• _Written exercise_
Retype the following data line by line, keeping every character the same.

Records in a dataset
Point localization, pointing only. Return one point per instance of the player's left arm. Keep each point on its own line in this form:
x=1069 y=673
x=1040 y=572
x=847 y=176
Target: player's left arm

• _Written solution_
Point localization, pointing only. Return one point per instance of the player's left arm. Keep each point on its own line in this form:
x=1069 y=673
x=1040 y=572
x=847 y=176
Target: player's left arm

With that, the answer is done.